→ Instructions for the task:
Turn every line of the material below into a numbered list, skipping blank lines. Leave the pictures out of your answer.

(Labeled box records)
_ _ _ _ _
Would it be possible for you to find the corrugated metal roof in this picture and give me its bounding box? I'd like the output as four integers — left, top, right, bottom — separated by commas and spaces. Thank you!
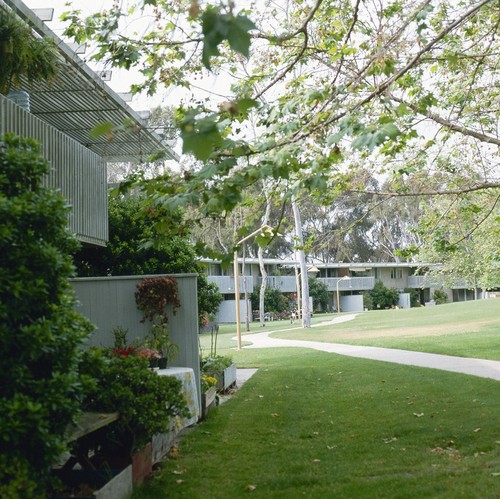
0, 0, 179, 162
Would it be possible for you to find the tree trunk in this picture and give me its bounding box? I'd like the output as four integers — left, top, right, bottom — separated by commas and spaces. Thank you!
257, 188, 271, 327
292, 200, 311, 327
257, 246, 267, 327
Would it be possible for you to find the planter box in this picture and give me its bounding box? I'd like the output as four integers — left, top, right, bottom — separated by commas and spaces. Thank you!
152, 430, 177, 464
51, 465, 132, 499
201, 386, 217, 419
217, 362, 237, 392
132, 442, 153, 483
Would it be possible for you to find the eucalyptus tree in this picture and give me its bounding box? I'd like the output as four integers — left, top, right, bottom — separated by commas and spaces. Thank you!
414, 189, 500, 298
65, 0, 500, 262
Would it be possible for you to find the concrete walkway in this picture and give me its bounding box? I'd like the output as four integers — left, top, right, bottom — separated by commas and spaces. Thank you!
239, 315, 500, 381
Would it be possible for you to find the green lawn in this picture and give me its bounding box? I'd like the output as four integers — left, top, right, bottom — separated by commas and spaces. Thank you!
134, 300, 500, 499
134, 348, 500, 499
273, 299, 500, 360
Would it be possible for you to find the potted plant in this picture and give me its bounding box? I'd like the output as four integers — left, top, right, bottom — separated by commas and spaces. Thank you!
200, 355, 237, 392
135, 276, 180, 369
201, 374, 217, 419
146, 316, 179, 369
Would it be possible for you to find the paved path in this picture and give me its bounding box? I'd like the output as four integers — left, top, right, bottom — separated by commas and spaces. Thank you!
239, 315, 500, 381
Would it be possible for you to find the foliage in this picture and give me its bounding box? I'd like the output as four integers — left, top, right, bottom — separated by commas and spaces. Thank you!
75, 196, 222, 320
0, 135, 92, 497
404, 288, 421, 307
250, 287, 288, 314
65, 0, 500, 240
200, 355, 233, 385
432, 289, 448, 305
0, 8, 57, 95
135, 276, 181, 322
419, 189, 500, 290
362, 291, 373, 310
80, 347, 189, 452
201, 374, 217, 393
309, 278, 328, 312
370, 281, 399, 308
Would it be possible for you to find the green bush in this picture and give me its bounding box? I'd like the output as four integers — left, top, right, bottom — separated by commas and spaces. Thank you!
0, 135, 91, 497
80, 346, 189, 455
250, 288, 288, 314
361, 291, 373, 310
309, 277, 328, 312
432, 289, 448, 305
405, 288, 421, 307
370, 281, 399, 309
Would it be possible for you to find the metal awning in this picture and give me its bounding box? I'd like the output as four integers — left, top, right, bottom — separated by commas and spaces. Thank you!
0, 0, 179, 163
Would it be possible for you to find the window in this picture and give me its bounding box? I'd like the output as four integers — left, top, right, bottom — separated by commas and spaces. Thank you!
391, 269, 403, 279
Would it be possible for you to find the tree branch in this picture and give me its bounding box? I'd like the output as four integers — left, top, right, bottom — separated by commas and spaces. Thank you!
388, 94, 500, 146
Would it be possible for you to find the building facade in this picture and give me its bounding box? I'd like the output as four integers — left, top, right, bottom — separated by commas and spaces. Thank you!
203, 258, 487, 322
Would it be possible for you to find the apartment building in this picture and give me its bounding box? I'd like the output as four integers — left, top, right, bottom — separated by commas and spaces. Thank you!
202, 258, 484, 322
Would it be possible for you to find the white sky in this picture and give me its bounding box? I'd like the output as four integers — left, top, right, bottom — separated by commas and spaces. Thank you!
23, 0, 226, 111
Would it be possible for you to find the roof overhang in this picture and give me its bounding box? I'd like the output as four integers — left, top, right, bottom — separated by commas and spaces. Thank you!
0, 0, 179, 163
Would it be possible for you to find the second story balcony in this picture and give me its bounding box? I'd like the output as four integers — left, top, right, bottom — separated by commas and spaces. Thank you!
207, 275, 254, 295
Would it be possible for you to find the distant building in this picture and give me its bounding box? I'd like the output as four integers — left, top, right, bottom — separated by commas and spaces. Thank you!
202, 258, 496, 322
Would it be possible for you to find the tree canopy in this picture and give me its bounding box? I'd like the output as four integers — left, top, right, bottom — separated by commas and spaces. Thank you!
74, 196, 222, 318
65, 0, 500, 262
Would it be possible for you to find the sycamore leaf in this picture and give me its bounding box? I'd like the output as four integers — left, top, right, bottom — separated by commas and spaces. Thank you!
201, 7, 255, 69
227, 15, 255, 57
90, 121, 114, 137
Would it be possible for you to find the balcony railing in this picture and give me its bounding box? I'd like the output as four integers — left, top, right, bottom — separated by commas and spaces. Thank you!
0, 95, 108, 246
408, 275, 443, 289
318, 277, 375, 291
208, 276, 375, 294
208, 275, 254, 295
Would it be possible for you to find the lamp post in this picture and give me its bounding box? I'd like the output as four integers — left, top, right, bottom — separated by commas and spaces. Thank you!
337, 275, 351, 314
295, 265, 319, 320
233, 225, 273, 350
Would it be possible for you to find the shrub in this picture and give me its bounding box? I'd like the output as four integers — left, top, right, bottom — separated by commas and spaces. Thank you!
0, 135, 91, 497
250, 287, 288, 314
80, 347, 189, 454
432, 289, 448, 305
370, 281, 399, 308
309, 278, 328, 311
361, 291, 373, 310
405, 288, 421, 307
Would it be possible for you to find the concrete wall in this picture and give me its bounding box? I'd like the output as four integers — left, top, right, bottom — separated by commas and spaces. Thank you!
71, 274, 200, 408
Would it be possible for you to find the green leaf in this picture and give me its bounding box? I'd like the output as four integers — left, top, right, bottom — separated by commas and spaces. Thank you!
227, 15, 255, 57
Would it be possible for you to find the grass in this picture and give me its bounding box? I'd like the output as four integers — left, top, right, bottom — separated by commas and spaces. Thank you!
134, 348, 500, 499
274, 299, 500, 360
133, 300, 500, 499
_ _ _ _ _
→ Solution to this task:
1. Would it be possible for you to find the corrugated metal roof in this picture and give me its bounding box? I'd like the output as four integers — left, top, right, bottom — separated by commas and spaces. Thank you!
2. 0, 0, 179, 162
3. Would it be possible for you to find the tree trunk in this picture and give me its bounding box? I'd like the output as four integers — left, top, right, bottom — separated by commas and spaces. Thank you!
4. 257, 188, 271, 327
5. 292, 200, 311, 327
6. 257, 246, 267, 327
7. Would it be possible for you to find the planter box in this picture and give me its bounding box? I'd like the output as four integers — left, top, right, bottom — separated by commas and spaces. Thank you!
8. 152, 430, 177, 464
9. 51, 465, 132, 499
10. 201, 386, 217, 419
11. 217, 362, 237, 392
12. 132, 442, 153, 483
13. Would it be possible for you to find the eucalyptus tree in this picture and give me its bounding box? I'd like the output as four integers — left, top, right, bottom — separated by commas and spaces. Thank you!
14. 414, 189, 500, 298
15. 65, 0, 500, 262
16. Would it be possible for you to find the concrete walkway in this picture and give me its bounding box? I'd like the output as four integers — left, top, right, bottom — separated by commas and spaces. Thank you!
17. 239, 315, 500, 381
18. Would it be possible for you to find the green lawn in this picture and give me its bounding box? I'd like the output as four integers — left, top, right, bottom — separated by commas and spaces. Thank you!
19. 134, 300, 500, 499
20. 134, 348, 500, 499
21. 273, 299, 500, 360
22. Would it be possible for you to find the potted plant in this picture and give me its bounding box? I'd like the output as four integers — left, top, right, bottom — separated by commas and spaces. Thank you!
23. 200, 355, 237, 392
24. 135, 276, 180, 369
25. 201, 374, 217, 419
26. 146, 316, 179, 369
27. Would it be possible for you to find the paved path in this picture and give me its bounding box? I'd like the output as four integers — left, top, right, bottom — separated by commas and spaces. Thank you!
28. 239, 315, 500, 381
29. Would it be possible for you to find the foliage in this picture and give me its bounding box? I'd like the output as four integers — left, top, right, bottom — separated by commas and spaces. Thank you!
30. 75, 196, 222, 320
31. 0, 135, 92, 497
32. 404, 288, 421, 307
33. 250, 287, 288, 314
34. 65, 0, 500, 240
35. 200, 355, 233, 385
36. 432, 289, 448, 305
37. 0, 8, 57, 95
38. 135, 276, 181, 322
39. 419, 189, 500, 290
40. 362, 291, 373, 310
41. 80, 347, 189, 452
42. 201, 374, 217, 393
43. 309, 278, 328, 312
44. 370, 281, 399, 308
45. Would it be possible for you to find the green bush in this picture and give me its bounding box? I'd like the output as four integers — left, top, right, bottom — separated by commas and spaces. Thank you!
46. 0, 135, 91, 497
47. 80, 346, 189, 455
48. 250, 288, 288, 314
49. 361, 291, 373, 310
50. 309, 277, 328, 312
51. 432, 289, 448, 305
52. 405, 288, 421, 307
53. 370, 281, 399, 309
54. Would it be possible for you to find the metal awning in this picture and give me its bounding box? I'd like the output as four integers — left, top, right, bottom — separated by commas and spaces. Thank you!
55. 0, 0, 179, 163
56. Would it be possible for you to find the window in this picture and give me its bounding box? I'd like the output as four integers — left, top, right, bottom — separated by commas and spaces. Thank you!
57. 391, 269, 403, 279
58. Would it be possible for you to find the tree branch in this picture and give me its bounding box? I'd like the output as four integers — left, top, right, bottom — separated by commas and spaces. Thank you!
59. 388, 94, 500, 146
60. Would it be possible for you to find the building facade in this picture and give me its bounding box? I'd like the output as four integers — left, top, right, bottom — separated by commas and spaces. Thank you!
61. 203, 258, 487, 322
62. Would it be possible for you to find the apartment building in this picture and give me its bounding box? I'd like the output as four integers — left, top, right, bottom — separated by commas and spaces. Thank you!
63. 202, 258, 484, 322
64. Would it be possible for you to find the white sky in this picture and give me its bounding box? I'd like the output as four integers — left, top, right, bottom — separated by commas and spaces. Thank you!
65. 23, 0, 226, 111
66. Would it be possible for you to find the roof overhang in this picture and give me its bounding box? I'd like the output as four integers — left, top, right, bottom — separated by commas and spaces. Thank you!
67. 0, 0, 179, 163
68. Would it be possible for you to find the second story balcony in this picture and give me its bounding box? I'd like the output as four integers — left, top, right, bottom — separated by commas and spaces. Thank you!
69. 207, 275, 254, 295
70. Would it be possible for you to find the distant building in this picture and give me its bounding box? I'd like the output as four integers — left, top, right, bottom — separated by commas and spaces. Thank you!
71. 202, 258, 496, 322
72. Would it be possible for you to find the tree canopy in this picture and give me its bounding box? I'd like the output as four integers — left, top, right, bottom — separated by commas and spaces. Thank you!
73. 74, 196, 222, 318
74. 65, 0, 500, 262
75. Would it be possible for you to find the sycamore leaf in this picture and give me its bounding box? I'd like the output as four integers — left, top, right, bottom — separated by commas and spaces. Thank you!
76. 201, 7, 255, 69
77. 227, 15, 255, 57
78. 90, 121, 114, 137
79. Would it be possible for you to find the balcony railing in this picture and give me its bounding box? I'd like the output as four integers — left, top, right, bottom — separated by commas and spaces. Thank you!
80. 0, 95, 108, 246
81. 408, 275, 443, 289
82. 318, 277, 375, 291
83. 208, 276, 375, 294
84. 208, 275, 254, 295
85. Would it be possible for you to find the lamp post in this picture and give me its bounding box? I'd like the output as four integers — left, top, right, bottom — separated by commas and spaces. Thank you!
86. 337, 275, 351, 314
87. 295, 265, 319, 320
88. 233, 225, 273, 350
89. Would it be possible for you to find the shrub in this picture and give me its bounding box? I'd like the output as four integers — left, top, right, bottom — separated by commas and spaces. Thank you!
90. 0, 135, 91, 497
91. 250, 287, 288, 314
92. 80, 347, 189, 454
93. 432, 289, 448, 305
94. 370, 281, 399, 308
95. 309, 278, 328, 311
96. 361, 291, 373, 310
97. 405, 288, 421, 307
98. Would it be possible for you to find the concrete wall in this picture and give me its bounding box? I'd like the output as four integers — left, top, right, bottom — separated by commas and spaces. Thank you!
99. 71, 274, 200, 408
100. Would it be possible for you to find the green leaf in this picture and give me its bounding box? I'd like the output as four integers — left, top, right, bottom — separated by commas and spaces. Thank you!
101. 227, 15, 255, 57
102. Would it be possible for you to find the grass in this picture and give me its bounding box? I'd like the output as four integers — left, top, right, bottom — separated by commas and spaces. Thank you!
103. 134, 348, 500, 499
104. 274, 299, 500, 360
105. 133, 300, 500, 499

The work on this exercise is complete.